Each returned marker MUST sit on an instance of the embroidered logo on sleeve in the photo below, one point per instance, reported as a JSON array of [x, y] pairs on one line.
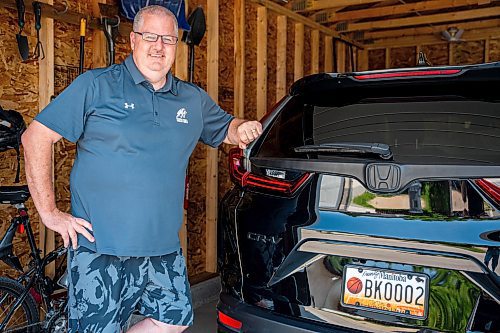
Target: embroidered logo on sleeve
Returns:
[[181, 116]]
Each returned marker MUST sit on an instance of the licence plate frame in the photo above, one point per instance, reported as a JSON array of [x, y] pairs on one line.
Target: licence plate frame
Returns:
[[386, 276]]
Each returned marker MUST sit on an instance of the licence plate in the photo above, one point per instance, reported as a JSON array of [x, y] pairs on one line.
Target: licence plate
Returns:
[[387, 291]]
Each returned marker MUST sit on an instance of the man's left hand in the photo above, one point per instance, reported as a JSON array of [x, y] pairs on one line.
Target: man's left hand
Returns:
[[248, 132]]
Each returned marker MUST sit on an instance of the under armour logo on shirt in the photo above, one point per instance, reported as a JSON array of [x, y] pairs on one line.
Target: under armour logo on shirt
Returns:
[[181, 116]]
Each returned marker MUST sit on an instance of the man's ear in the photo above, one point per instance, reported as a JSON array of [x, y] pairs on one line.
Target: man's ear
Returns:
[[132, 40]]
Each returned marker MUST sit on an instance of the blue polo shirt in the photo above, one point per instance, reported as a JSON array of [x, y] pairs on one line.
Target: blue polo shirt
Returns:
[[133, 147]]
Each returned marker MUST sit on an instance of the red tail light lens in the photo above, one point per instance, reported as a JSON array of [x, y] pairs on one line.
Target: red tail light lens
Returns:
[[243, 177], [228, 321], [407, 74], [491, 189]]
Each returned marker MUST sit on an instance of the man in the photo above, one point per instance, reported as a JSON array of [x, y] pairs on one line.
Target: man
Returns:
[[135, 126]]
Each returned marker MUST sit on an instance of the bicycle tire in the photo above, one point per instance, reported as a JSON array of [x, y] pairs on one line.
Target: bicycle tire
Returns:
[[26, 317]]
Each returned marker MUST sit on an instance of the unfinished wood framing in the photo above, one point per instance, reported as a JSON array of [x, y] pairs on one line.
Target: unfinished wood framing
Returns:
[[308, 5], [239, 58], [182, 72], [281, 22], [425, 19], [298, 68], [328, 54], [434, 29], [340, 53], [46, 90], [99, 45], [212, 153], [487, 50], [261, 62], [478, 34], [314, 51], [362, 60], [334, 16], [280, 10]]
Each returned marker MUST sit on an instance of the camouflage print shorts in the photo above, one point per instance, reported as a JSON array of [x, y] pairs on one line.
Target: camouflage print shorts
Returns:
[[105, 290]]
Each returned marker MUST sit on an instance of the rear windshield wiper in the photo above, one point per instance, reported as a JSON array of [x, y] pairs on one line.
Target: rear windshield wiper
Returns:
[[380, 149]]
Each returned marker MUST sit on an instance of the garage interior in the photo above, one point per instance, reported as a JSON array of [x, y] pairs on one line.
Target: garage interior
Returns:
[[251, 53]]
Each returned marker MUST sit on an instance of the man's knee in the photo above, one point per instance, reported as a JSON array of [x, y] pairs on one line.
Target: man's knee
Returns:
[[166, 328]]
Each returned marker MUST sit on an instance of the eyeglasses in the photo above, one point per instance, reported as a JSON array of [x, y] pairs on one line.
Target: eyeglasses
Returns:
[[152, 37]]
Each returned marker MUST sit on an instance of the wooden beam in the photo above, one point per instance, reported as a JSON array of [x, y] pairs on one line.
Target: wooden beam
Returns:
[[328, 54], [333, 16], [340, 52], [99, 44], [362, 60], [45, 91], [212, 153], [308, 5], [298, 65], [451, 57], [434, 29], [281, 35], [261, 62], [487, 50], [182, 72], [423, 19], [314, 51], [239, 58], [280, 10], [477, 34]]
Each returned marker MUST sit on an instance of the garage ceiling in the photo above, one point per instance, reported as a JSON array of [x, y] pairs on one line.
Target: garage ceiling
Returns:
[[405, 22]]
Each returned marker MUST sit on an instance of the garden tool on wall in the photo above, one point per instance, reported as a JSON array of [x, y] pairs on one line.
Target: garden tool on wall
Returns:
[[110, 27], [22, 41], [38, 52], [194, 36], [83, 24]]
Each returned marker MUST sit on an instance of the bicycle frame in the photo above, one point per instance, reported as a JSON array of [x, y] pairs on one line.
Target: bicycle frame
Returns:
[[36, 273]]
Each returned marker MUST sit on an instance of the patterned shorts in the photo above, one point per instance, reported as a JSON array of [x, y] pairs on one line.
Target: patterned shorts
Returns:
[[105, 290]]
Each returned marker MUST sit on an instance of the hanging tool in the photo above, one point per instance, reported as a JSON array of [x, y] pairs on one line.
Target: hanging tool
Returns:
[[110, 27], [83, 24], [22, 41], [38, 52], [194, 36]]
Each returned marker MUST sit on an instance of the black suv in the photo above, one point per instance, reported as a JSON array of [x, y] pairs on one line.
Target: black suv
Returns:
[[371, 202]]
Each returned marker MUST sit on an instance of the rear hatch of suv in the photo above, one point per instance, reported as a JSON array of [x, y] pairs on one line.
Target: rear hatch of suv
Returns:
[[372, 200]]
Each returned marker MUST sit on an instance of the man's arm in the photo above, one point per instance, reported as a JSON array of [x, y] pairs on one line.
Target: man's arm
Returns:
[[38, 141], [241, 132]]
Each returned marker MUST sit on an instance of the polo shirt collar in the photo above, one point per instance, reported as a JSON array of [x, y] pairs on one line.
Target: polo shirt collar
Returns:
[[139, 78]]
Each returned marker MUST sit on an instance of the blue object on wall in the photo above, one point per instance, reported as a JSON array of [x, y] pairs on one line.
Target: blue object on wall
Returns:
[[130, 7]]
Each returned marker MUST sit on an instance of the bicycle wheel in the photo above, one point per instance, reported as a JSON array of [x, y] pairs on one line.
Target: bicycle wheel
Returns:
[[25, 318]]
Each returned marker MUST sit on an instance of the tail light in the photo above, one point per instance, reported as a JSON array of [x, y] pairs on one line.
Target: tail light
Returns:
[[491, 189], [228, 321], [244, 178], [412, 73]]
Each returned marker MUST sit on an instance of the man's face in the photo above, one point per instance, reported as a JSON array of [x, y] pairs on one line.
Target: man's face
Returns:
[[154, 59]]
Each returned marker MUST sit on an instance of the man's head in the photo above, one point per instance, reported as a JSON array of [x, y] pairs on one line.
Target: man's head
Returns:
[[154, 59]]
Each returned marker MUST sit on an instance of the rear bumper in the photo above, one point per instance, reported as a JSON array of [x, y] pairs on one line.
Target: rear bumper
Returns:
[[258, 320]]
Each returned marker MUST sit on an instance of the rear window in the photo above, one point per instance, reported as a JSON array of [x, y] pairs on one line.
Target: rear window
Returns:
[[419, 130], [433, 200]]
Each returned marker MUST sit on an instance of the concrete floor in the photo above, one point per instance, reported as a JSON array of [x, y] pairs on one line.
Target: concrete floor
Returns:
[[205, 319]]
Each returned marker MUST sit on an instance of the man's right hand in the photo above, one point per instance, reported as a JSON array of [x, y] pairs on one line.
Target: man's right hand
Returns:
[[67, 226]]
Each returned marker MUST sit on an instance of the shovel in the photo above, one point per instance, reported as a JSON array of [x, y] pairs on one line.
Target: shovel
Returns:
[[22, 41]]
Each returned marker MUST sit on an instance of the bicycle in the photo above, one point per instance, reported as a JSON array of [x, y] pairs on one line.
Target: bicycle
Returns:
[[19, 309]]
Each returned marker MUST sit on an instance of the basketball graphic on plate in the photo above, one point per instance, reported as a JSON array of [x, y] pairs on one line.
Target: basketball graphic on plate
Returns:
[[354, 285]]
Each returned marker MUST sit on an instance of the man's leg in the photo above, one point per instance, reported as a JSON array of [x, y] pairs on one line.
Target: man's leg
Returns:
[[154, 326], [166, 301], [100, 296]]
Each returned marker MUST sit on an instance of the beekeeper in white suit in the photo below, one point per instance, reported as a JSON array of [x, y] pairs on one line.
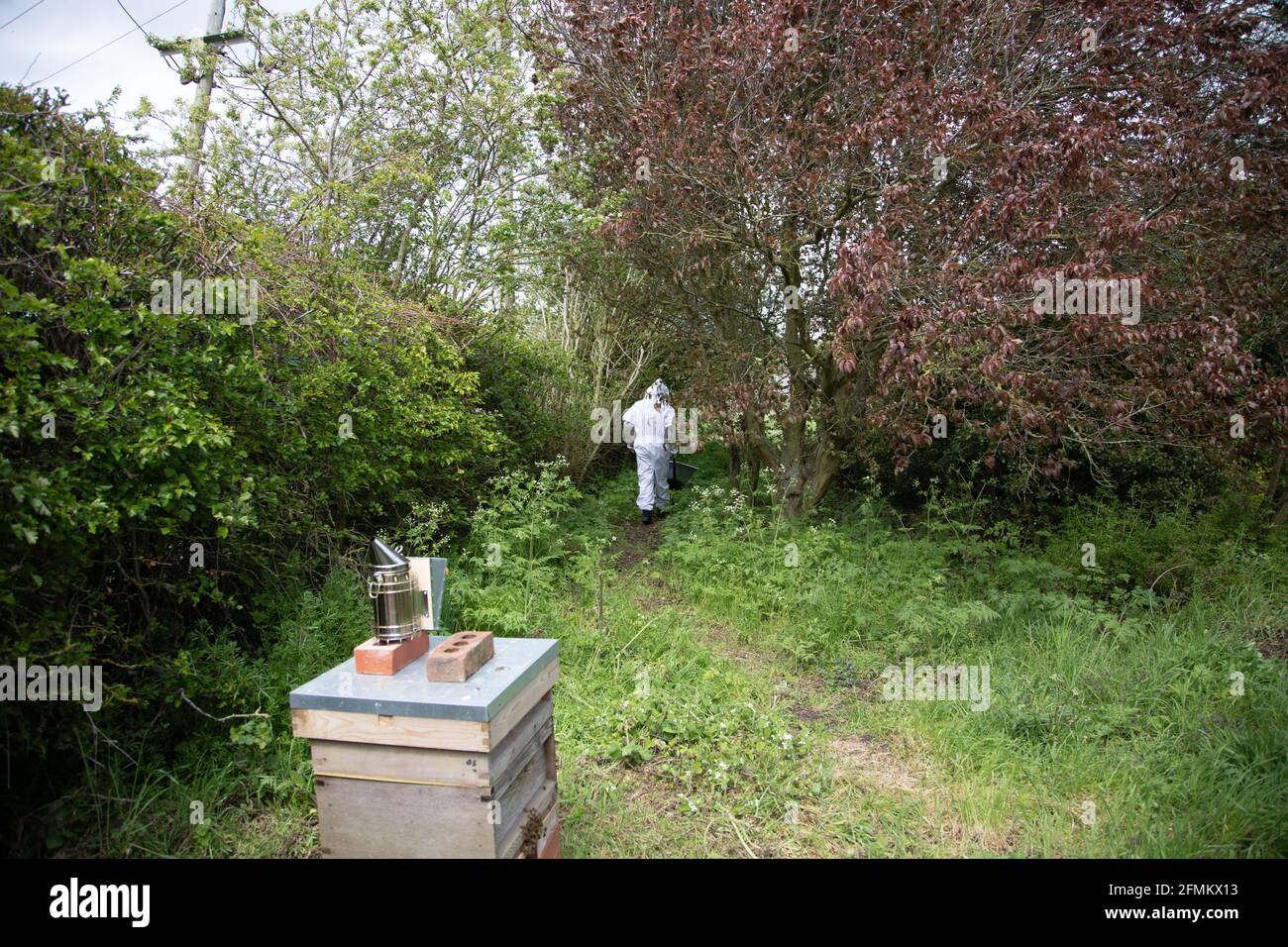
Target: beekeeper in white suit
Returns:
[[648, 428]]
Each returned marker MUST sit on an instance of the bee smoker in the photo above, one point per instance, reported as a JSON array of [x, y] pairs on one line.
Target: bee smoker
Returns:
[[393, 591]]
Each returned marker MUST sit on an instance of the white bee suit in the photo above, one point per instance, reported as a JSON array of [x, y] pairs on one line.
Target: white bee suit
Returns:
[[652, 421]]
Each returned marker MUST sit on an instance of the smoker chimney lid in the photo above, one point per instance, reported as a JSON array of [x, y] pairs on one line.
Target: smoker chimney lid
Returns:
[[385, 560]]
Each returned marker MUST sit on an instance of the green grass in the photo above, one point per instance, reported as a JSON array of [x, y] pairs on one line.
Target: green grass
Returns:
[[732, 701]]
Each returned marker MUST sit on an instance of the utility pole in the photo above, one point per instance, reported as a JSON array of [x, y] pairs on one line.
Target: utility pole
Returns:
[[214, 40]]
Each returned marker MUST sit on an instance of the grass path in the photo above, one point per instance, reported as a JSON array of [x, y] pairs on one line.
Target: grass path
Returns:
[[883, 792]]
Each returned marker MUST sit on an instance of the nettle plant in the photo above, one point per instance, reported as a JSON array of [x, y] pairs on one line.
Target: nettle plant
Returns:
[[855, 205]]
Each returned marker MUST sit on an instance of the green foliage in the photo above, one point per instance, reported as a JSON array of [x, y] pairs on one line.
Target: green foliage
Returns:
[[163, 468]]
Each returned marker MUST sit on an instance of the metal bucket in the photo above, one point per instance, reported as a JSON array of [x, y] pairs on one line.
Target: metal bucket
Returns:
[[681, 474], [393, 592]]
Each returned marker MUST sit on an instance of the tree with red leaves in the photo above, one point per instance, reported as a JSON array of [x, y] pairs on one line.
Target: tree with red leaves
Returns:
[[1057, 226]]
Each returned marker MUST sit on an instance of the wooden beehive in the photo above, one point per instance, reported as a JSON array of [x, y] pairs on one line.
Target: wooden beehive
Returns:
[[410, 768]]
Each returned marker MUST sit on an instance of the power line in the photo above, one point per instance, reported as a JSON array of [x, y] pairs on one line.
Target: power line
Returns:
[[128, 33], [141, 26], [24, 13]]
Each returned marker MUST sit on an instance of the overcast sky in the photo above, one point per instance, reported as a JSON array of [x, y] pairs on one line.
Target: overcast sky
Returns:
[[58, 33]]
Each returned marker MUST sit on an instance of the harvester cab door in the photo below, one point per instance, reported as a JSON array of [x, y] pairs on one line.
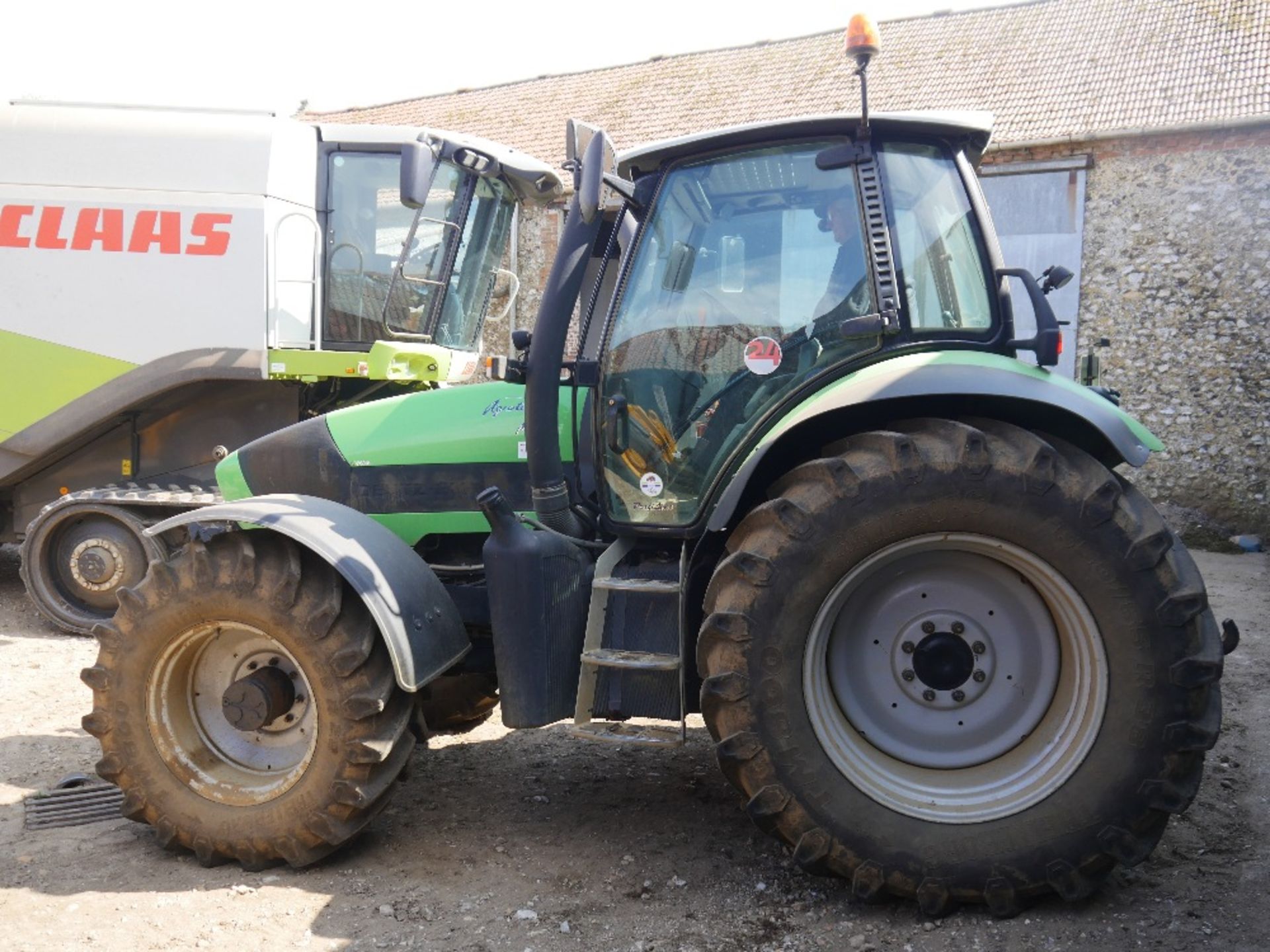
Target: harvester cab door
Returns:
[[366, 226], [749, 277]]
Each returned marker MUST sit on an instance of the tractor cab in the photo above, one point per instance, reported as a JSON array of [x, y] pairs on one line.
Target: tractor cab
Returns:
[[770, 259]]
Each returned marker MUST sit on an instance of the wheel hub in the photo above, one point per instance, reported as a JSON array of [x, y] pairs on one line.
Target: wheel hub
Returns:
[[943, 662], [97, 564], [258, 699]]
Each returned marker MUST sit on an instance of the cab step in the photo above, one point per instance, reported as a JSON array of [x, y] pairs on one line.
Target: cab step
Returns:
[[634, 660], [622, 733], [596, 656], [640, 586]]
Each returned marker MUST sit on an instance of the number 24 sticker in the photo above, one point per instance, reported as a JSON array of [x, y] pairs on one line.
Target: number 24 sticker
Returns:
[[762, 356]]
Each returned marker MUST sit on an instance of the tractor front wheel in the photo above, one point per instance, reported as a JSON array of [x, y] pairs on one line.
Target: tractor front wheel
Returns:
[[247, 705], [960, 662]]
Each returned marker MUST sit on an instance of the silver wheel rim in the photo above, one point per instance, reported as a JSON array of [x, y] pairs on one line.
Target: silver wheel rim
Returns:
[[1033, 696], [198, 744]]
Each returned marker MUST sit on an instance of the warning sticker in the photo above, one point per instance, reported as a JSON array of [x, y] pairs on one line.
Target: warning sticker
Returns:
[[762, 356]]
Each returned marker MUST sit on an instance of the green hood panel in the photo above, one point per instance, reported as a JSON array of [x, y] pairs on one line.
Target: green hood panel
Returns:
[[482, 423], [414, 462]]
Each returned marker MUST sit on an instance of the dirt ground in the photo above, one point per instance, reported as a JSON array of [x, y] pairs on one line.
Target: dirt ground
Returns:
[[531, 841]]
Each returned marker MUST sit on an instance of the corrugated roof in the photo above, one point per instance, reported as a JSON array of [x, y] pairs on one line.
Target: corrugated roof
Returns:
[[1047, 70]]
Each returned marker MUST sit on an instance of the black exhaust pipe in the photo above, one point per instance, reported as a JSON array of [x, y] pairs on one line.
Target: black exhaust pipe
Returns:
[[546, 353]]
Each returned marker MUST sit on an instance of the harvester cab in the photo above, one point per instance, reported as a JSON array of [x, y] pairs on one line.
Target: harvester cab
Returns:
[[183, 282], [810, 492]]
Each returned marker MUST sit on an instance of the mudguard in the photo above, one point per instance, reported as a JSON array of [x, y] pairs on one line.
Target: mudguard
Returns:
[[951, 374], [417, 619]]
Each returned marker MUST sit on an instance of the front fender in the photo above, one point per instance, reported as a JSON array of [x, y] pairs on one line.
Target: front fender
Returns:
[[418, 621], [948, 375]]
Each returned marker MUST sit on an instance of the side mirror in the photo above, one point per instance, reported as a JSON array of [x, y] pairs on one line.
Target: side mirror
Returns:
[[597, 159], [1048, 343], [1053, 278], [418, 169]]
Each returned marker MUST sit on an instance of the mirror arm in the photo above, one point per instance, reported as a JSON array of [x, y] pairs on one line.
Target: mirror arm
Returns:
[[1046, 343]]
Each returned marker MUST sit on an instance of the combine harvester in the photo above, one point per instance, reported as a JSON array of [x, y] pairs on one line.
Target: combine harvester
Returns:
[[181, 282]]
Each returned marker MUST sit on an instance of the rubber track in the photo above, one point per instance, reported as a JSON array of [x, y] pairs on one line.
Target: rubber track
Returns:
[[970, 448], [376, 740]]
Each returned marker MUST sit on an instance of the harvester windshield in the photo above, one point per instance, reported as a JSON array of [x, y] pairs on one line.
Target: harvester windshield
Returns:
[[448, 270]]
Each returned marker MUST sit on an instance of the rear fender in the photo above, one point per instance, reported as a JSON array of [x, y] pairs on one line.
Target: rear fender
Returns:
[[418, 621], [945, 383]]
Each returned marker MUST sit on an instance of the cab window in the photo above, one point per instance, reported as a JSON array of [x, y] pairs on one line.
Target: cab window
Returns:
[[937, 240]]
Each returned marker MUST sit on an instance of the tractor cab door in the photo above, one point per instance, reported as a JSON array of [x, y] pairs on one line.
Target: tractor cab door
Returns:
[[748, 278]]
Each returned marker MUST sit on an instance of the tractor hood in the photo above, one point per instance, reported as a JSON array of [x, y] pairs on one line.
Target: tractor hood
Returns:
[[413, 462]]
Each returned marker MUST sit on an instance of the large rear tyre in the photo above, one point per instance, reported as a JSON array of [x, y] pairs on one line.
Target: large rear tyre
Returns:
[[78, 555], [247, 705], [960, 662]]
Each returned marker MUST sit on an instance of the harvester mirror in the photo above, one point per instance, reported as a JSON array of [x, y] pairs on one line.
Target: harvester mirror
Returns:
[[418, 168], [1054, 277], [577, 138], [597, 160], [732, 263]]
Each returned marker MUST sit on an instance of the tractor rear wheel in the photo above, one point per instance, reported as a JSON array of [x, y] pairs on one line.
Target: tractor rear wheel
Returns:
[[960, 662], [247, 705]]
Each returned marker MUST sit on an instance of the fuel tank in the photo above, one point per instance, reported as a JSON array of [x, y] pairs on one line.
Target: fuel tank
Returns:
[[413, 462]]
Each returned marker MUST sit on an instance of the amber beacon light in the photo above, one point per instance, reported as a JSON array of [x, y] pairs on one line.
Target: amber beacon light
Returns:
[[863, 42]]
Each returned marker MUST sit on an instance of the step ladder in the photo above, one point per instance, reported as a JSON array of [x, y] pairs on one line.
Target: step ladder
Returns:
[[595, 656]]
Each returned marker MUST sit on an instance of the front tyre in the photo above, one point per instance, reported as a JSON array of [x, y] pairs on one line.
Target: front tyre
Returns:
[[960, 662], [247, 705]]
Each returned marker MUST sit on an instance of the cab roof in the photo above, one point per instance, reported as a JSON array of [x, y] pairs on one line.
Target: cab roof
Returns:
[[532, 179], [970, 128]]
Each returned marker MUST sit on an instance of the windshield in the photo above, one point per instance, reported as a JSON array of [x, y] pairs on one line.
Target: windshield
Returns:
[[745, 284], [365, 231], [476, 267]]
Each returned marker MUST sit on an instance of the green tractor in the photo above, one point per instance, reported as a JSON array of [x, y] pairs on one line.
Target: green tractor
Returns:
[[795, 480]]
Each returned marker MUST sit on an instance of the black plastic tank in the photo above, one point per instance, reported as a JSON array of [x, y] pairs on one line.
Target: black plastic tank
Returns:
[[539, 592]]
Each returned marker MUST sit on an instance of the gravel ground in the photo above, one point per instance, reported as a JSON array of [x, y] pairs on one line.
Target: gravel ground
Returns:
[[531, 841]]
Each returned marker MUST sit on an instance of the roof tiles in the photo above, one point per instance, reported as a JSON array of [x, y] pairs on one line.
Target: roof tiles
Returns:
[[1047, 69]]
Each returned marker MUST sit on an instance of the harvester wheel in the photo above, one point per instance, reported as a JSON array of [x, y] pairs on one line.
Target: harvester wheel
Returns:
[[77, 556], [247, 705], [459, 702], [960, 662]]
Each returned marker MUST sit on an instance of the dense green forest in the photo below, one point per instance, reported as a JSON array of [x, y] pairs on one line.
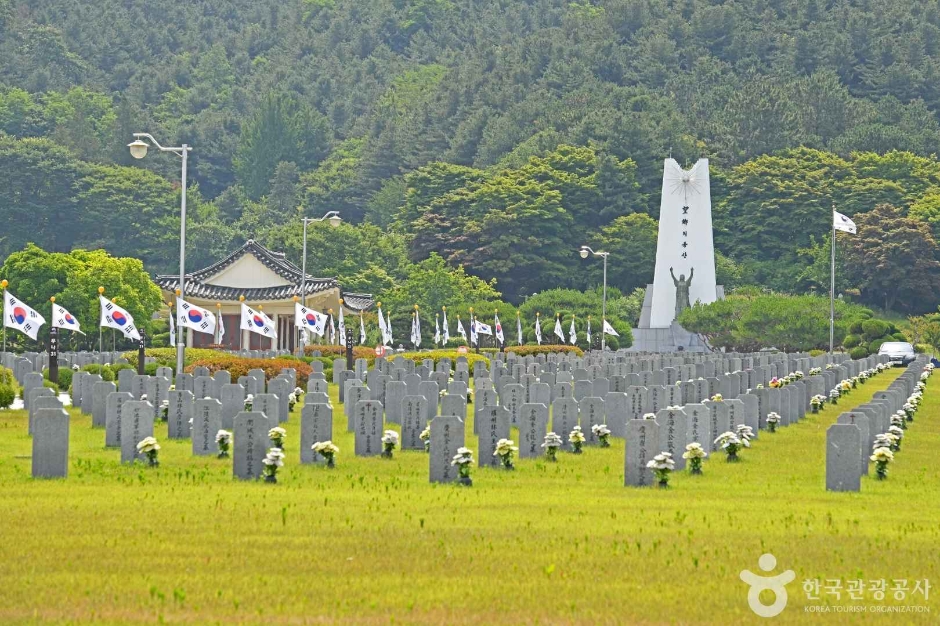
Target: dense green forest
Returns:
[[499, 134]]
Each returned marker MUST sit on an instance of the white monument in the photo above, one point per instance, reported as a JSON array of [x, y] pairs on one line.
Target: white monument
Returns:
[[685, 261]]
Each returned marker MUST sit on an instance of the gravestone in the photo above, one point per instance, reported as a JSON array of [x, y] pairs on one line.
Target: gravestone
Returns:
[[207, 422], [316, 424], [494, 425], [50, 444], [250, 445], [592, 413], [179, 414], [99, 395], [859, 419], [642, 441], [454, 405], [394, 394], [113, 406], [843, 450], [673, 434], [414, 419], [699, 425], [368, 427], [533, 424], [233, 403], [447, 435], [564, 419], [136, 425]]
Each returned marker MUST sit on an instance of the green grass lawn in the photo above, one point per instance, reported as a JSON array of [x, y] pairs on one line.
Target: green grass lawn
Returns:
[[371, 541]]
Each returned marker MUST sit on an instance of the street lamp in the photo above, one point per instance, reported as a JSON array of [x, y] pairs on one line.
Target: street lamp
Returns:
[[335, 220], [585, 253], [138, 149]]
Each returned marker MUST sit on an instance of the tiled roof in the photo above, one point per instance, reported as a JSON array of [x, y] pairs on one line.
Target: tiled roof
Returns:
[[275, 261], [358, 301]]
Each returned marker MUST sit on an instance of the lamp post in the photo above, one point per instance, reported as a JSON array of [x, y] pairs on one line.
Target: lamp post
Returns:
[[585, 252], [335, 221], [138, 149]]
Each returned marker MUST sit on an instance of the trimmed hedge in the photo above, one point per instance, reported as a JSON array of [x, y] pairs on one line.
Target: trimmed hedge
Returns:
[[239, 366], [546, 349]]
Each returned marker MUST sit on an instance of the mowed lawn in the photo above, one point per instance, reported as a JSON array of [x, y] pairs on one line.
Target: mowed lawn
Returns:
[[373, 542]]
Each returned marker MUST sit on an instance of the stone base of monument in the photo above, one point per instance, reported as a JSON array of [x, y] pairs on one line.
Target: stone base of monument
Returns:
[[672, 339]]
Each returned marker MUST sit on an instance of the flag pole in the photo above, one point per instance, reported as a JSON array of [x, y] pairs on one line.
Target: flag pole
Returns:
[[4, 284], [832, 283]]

——————————

__ASSIGNED TASK__: Start at the line holding "Each returned marker MUST sit on an instance of the flag" and retype each line through the end of the material above, both included.

__WRITTEN ANSWER__:
Each returned marker MUST sit on an instance of the flag pole in the photo above, one point per instance, reported as a JSON array of [x, y] pairs on one line.
Target: flag pole
Returns:
[[4, 284], [832, 283]]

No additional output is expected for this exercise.